## BEGIN DATASET ENTRIES

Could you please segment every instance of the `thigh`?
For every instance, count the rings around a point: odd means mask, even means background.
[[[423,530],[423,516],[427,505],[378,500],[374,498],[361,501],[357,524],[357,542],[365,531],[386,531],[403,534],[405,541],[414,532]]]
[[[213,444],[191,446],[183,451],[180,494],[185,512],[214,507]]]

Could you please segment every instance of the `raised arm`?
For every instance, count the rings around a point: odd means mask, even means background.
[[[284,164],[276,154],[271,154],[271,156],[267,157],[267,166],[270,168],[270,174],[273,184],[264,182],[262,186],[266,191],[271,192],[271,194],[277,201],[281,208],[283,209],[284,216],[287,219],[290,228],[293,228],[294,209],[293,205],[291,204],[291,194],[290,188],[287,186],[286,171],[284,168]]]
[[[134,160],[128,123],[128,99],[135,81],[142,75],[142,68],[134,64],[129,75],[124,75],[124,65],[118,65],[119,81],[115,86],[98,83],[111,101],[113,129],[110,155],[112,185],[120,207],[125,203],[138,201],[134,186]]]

## END DATASET ENTRIES

--- WHAT TO PRODUCE ---
Every line above should be retyped exactly as given.

--- EXERCISE OUTPUT ---
Could you please segment every instance of the `thigh`?
For every instance, count the rings around a point: odd means mask, even means background.
[[[423,530],[423,516],[427,505],[378,500],[374,498],[361,501],[357,524],[357,542],[365,531],[386,531],[403,534],[405,541],[414,532]]]
[[[213,444],[191,446],[183,451],[180,494],[185,512],[214,507]]]

Could you please segment every instance of the `raised arm`?
For every instance, count the rings around a point: odd means mask, even means background.
[[[284,164],[276,154],[271,154],[271,156],[267,157],[267,166],[270,168],[270,174],[273,184],[264,182],[262,186],[266,191],[271,192],[271,194],[277,201],[281,208],[283,209],[284,216],[287,219],[290,228],[293,228],[294,209],[293,205],[291,204],[291,194],[290,188],[287,186],[286,171],[284,168]]]
[[[134,160],[128,123],[128,99],[135,81],[142,75],[142,68],[134,64],[129,75],[124,75],[124,65],[118,65],[119,81],[115,86],[98,83],[111,101],[113,129],[110,155],[112,185],[120,207],[125,203],[138,201],[134,186]]]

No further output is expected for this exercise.